#### [Extrait choisi]
Ceci pose quelques questions : en effet si on considère que le droit moral peut exister en étant inaliénable et perpétuel, c'est qu'il faut que le "perpétuel" existe, car il serait parfaitement trivial d'accorder un droit perpétuel sur une œuvre qui a une durée limitée. Or tout a une durée limitée, non ? Même un texte imprimé peut disparaître, ou finir par devenir inintelligible : pour moi le concept même de perpétuité est assez vide de sens. J'ai l'impression que ça sert plutôt à flatter l'ego du créateur qui s'arroge ainsi un peu du pouvoir créateur divin (seule entité qui pour moi peut théoriquement donner sens au terme de perpétuité). Mais ceci me semble faire perdurer ce qu'il y avait de moins bon dans le paradigme des Lumières en nous enfermant dans un mode de pensée centré sur l'individu plutôt que sur le système dont il n'est qu'un élément.

Le droit patrimonial est plus basique, et s'il est bien compréhensible de tenter de trouver des moyens de rémunérer son labeur, il y aurait toutes sortes de façon autres de le faire. Par ex, dans une société disons "socialiste" l'état pourrait décider que toutes les créations de ses citoyens sont un bien commun de la nation, et les rémunérer en les achetant toutes quelle que soit leur qualité. Libre à lui ensuite de tâcher de rentrer dans ses frais en valorisant les quelques bonnes créations dans le lot, pour éponger les frais d'achat de la majeure partie moyenne. Exemple volontairement à rebrousse poil de l'atmosphère libéraliste actuelle pour bien illustrer qu'il ne serait que le résultat d'une convention, et aucune n'est moins arbitraire qu'une autre. (d'ailleurs ce système là c'est grosso modo le fonctionnement de la science publique, encore en vigueur)

Est-ce qu'on y a gagné à instaurer un droit d'auteur ?

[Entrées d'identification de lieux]
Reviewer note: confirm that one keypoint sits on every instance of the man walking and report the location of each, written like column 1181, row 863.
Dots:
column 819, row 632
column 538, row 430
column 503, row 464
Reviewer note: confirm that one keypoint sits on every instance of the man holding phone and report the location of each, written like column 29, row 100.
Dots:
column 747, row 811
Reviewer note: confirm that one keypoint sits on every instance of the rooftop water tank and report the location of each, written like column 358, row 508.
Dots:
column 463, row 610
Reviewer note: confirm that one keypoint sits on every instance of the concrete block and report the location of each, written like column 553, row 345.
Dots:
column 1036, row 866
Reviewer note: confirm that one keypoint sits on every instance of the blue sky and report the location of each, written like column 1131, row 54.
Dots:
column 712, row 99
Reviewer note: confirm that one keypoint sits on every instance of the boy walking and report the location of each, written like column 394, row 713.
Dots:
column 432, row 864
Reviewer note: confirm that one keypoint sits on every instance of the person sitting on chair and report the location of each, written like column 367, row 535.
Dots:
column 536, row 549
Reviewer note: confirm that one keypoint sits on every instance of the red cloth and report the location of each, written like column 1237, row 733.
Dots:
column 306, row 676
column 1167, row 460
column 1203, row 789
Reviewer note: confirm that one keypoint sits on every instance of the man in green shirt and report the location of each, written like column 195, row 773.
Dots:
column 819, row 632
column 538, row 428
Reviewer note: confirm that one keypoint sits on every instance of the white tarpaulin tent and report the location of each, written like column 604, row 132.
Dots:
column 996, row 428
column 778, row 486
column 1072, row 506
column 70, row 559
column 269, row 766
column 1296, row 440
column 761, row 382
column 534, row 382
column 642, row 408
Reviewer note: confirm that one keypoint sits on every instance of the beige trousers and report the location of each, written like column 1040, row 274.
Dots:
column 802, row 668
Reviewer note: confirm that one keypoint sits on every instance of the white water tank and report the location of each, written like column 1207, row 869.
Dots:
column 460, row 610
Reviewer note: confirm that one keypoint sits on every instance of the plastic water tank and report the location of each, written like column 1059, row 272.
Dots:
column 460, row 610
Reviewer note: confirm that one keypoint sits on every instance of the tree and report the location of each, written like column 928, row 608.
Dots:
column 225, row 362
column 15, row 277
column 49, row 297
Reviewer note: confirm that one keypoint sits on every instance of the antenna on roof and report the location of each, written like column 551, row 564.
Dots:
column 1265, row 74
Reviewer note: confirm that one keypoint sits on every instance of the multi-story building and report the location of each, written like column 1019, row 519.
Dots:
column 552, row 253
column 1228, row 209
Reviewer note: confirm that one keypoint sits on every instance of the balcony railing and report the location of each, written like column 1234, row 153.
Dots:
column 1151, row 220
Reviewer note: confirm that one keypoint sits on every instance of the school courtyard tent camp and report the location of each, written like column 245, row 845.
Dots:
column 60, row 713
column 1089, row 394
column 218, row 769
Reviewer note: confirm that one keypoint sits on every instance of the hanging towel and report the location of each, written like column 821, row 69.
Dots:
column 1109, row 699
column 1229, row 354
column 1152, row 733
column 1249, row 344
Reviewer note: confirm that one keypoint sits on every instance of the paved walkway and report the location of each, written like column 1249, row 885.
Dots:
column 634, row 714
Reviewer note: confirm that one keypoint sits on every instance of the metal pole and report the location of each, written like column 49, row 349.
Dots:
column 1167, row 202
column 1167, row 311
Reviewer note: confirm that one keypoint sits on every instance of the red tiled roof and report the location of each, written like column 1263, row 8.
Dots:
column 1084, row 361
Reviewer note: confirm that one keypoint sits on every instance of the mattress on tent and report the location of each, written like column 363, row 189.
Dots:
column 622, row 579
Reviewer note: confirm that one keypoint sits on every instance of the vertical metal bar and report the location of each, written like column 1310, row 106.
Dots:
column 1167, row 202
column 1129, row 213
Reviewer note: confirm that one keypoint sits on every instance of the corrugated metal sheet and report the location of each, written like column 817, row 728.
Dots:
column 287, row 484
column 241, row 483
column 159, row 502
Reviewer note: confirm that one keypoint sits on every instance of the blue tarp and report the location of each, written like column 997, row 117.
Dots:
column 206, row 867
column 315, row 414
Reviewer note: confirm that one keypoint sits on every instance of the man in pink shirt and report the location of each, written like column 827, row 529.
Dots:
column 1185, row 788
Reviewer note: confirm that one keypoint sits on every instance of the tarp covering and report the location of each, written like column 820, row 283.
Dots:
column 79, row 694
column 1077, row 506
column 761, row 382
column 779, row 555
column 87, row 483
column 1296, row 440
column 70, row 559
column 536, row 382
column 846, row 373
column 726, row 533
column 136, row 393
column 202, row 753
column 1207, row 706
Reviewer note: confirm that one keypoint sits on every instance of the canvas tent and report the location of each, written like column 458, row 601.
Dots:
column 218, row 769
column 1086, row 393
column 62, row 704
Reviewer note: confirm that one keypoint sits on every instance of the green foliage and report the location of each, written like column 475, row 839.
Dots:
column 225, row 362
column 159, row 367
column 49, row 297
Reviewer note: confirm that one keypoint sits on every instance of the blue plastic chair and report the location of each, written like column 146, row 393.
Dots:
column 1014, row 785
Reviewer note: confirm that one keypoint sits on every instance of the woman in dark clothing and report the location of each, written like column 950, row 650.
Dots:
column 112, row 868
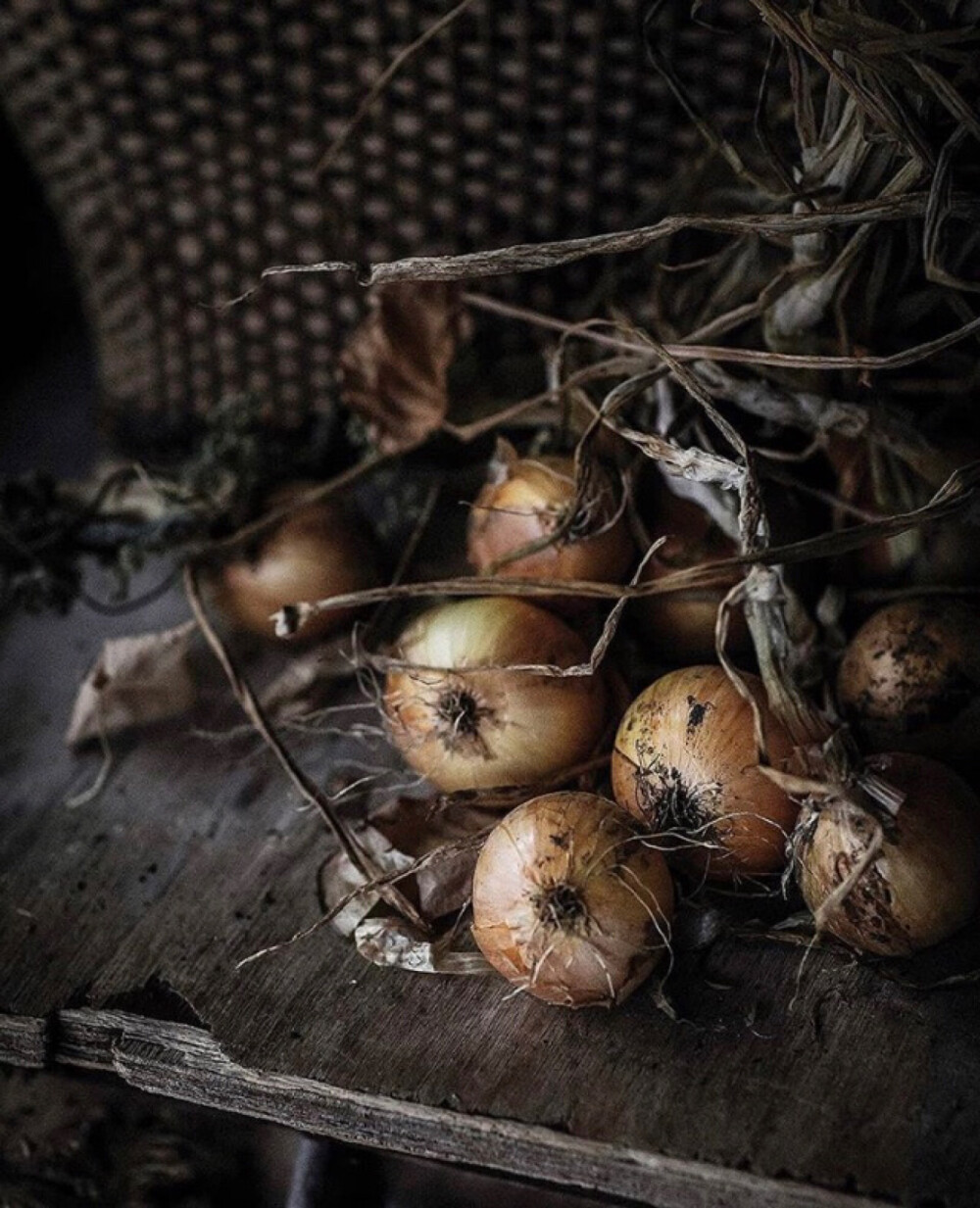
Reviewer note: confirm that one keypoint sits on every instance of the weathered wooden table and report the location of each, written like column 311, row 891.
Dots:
column 121, row 922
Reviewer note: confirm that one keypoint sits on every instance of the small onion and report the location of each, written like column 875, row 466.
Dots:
column 910, row 679
column 316, row 553
column 924, row 882
column 680, row 625
column 685, row 763
column 525, row 501
column 569, row 902
column 472, row 722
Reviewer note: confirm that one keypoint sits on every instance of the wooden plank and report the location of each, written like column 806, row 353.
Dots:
column 184, row 1062
column 24, row 1041
column 817, row 1077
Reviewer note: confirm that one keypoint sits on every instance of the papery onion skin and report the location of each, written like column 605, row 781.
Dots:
column 910, row 679
column 528, row 506
column 923, row 885
column 470, row 729
column 685, row 763
column 679, row 626
column 569, row 902
column 316, row 553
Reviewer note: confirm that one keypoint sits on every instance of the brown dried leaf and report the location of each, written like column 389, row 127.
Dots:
column 398, row 836
column 134, row 682
column 394, row 367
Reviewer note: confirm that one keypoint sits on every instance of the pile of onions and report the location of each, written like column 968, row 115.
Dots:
column 685, row 763
column 527, row 502
column 921, row 886
column 316, row 553
column 910, row 679
column 569, row 902
column 466, row 718
column 680, row 625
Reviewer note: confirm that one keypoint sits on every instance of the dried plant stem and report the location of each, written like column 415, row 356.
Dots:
column 307, row 789
column 384, row 78
column 532, row 257
column 686, row 351
column 956, row 494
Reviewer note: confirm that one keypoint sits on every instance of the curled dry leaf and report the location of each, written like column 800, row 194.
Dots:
column 134, row 682
column 394, row 367
column 398, row 836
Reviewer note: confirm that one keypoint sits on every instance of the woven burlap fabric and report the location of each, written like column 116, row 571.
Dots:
column 179, row 143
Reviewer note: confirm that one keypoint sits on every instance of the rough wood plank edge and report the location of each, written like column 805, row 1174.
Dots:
column 24, row 1041
column 184, row 1062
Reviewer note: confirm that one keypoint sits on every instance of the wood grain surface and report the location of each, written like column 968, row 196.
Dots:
column 121, row 922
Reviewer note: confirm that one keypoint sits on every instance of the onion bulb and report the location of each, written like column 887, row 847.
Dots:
column 569, row 902
column 910, row 679
column 525, row 501
column 466, row 720
column 680, row 625
column 316, row 553
column 685, row 763
column 922, row 885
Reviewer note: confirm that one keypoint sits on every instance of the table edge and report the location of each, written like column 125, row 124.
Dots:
column 185, row 1062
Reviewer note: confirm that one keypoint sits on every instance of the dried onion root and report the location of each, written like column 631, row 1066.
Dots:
column 527, row 503
column 921, row 886
column 466, row 720
column 570, row 903
column 685, row 763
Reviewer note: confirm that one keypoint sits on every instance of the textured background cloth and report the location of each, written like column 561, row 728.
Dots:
column 179, row 140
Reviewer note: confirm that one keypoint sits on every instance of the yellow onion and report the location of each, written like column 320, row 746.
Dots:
column 910, row 679
column 316, row 553
column 922, row 885
column 569, row 902
column 685, row 763
column 679, row 626
column 525, row 501
column 470, row 721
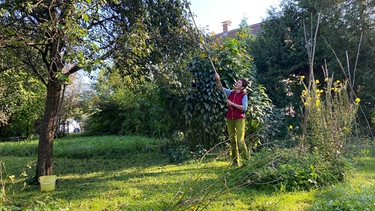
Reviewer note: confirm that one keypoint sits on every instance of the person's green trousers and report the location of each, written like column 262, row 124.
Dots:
column 236, row 131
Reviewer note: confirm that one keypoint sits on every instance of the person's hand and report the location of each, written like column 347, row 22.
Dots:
column 230, row 103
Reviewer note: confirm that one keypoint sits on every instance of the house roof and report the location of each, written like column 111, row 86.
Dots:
column 255, row 29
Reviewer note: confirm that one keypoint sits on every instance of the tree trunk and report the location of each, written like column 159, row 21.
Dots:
column 47, row 133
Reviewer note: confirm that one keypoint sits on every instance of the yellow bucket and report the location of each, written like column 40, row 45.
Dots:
column 47, row 183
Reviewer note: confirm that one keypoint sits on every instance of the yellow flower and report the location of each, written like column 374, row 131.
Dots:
column 12, row 178
column 317, row 102
column 357, row 100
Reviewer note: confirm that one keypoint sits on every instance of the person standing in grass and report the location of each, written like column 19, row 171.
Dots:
column 237, row 105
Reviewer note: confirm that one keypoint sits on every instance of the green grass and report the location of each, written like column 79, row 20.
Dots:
column 131, row 173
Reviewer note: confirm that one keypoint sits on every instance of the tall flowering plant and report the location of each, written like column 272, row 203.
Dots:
column 329, row 114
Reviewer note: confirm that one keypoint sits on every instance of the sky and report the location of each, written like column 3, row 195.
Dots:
column 211, row 13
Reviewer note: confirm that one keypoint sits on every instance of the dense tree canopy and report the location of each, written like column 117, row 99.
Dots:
column 54, row 39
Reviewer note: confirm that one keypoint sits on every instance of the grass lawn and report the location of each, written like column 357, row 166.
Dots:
column 131, row 173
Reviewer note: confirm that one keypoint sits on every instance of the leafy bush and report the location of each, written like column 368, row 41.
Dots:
column 347, row 197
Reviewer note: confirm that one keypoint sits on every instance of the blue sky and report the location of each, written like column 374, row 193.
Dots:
column 212, row 12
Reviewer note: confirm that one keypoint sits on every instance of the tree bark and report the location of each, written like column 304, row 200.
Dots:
column 47, row 133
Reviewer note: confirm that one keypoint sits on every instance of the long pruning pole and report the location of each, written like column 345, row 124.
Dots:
column 206, row 49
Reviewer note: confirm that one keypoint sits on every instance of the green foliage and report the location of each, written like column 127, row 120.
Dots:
column 141, row 176
column 279, row 51
column 349, row 197
column 204, row 106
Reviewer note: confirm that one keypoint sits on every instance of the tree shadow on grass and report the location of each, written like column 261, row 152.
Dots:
column 139, row 179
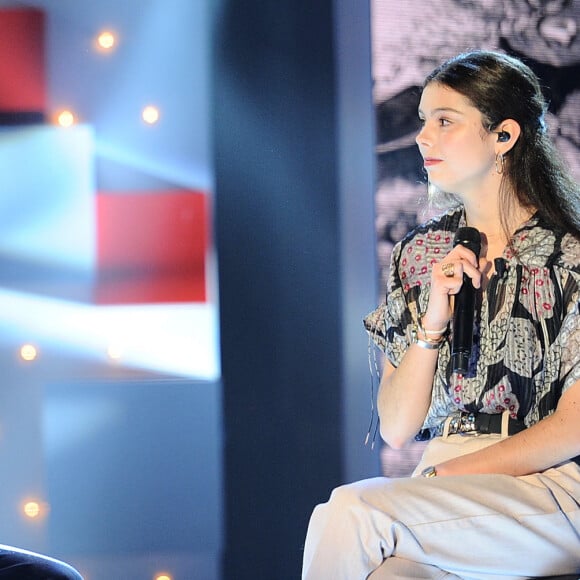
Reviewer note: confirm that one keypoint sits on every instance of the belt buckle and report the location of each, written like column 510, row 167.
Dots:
column 467, row 426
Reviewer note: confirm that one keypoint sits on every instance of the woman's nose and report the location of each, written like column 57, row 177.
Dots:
column 422, row 137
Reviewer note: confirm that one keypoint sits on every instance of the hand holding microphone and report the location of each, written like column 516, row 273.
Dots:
column 464, row 307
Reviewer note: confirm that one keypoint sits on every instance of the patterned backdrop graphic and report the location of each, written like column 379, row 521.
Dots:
column 409, row 39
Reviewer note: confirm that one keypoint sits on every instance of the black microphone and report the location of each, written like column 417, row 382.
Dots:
column 464, row 307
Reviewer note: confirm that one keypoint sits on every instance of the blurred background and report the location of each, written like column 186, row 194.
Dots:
column 198, row 199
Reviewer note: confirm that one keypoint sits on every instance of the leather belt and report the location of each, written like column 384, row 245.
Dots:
column 474, row 423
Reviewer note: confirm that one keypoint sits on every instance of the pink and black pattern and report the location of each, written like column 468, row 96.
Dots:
column 527, row 334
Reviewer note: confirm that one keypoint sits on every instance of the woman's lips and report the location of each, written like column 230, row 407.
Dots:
column 430, row 161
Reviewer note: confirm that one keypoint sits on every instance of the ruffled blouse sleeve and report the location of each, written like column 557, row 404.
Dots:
column 390, row 325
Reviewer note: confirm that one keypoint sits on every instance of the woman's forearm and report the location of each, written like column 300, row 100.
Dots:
column 405, row 395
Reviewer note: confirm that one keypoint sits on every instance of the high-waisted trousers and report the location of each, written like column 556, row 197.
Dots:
column 476, row 527
column 16, row 564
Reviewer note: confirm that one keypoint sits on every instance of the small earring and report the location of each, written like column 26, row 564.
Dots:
column 499, row 163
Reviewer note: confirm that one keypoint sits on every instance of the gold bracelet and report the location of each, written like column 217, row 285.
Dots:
column 431, row 332
column 428, row 344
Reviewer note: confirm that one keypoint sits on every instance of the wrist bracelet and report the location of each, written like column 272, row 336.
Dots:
column 429, row 345
column 431, row 332
column 429, row 472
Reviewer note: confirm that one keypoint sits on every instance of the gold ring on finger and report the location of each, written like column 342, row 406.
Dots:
column 448, row 269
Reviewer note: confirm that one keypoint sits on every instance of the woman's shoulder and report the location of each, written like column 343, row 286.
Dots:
column 539, row 244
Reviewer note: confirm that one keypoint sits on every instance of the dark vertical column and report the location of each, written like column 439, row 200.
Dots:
column 277, row 234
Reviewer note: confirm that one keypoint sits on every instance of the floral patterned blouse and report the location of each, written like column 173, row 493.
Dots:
column 526, row 348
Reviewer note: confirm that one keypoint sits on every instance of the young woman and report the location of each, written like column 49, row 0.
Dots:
column 497, row 492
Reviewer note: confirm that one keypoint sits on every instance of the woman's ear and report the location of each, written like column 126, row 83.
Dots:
column 508, row 132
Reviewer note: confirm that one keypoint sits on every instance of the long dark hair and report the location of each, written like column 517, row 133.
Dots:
column 502, row 87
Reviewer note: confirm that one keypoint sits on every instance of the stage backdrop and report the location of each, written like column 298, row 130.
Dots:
column 408, row 40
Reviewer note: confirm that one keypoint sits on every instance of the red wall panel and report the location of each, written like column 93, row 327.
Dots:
column 152, row 247
column 22, row 66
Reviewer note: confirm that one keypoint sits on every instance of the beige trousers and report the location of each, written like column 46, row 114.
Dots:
column 477, row 527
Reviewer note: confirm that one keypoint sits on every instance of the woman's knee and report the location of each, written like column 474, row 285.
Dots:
column 353, row 495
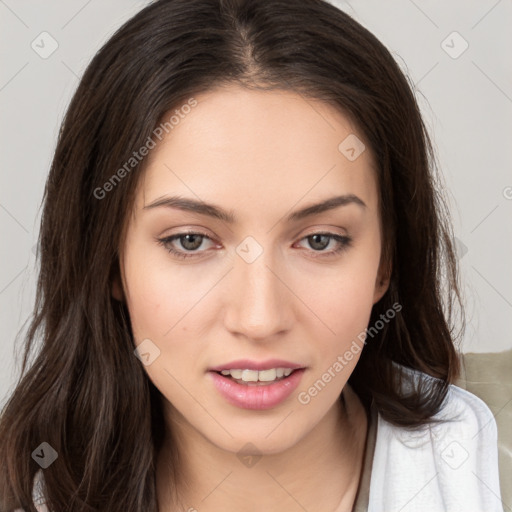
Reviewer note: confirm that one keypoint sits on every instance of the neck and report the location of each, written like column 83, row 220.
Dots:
column 321, row 472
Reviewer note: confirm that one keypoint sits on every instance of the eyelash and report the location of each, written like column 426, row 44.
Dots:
column 344, row 242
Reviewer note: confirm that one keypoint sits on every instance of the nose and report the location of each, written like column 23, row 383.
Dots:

#### [Consignes]
(a) Relevez dans l'extrait choisi toutes les expressions formées du mot « droit » suivi d'un adjectif ou d'un complément.
(b) Poursuivez le texte sur le droit d'auteur après sa dernière phrase.

#### [Corrigé de l'exercice]
(a) droit moral, droit perpétuel, droit patrimonial, droit d'auteur

(b)
J'aimerais illustrer cette question avec un constat que j'ai toujours trouvé vraiment étrange. Lorsqu'un architecte ou un sculpteur fait son concept et arrive à le vendre à quelqu'un qui le place dans le paysage, il reste propriétaire des droits de reproduction visuelle de son œuvre. On ne peut pas prendre en photo le paysage qui la contient sans lui demander l'autorisation : pourtant lui n'a pas demandé l'autorisation de la population pour modifier le paysage en l'affublant de son œuvre (si elle est belle tant mieux mais... les goûts et les couleurs... ). Les gens qui ont réalisé l’œuvre n'ont pas de droits : si l'auteur ne l'a pas faite lui même, par ex un architecte ne construit pas le bâtiment de ses mains, mais ça peut arriver aussi pour de grandes sculptures réalisées d'après un modèle. L'auteur n'est donc réellement auteur que des documents décrivant l’œuvre, et non pas de l’œuvre elle-même qu'il ne saurait produire lui-même, pourtant il faudra lui demander l'autorisation à lui et non à aucun des autres intervenants (en revanche eux ils écoperont sans doute des responsabilités si l’œuvre a un souci et qu'elle cause des dommages collatéraux ouf ).

Depuis la généralisation des appareils photos et vidéos, ce système de droit de reproduction étant devenu ingérable en pratique, de nombreux pays ont édicté toutes sortes d'exceptions (notamment le fait de pouvoir filmer le paysage dans un film sans rien demander aux "auteurs" des trucs présents dans ce paysage tant qu'ils ne sont pas l'objet du film). Et d'autres sont restés assez inflexibles (comme la France lol ).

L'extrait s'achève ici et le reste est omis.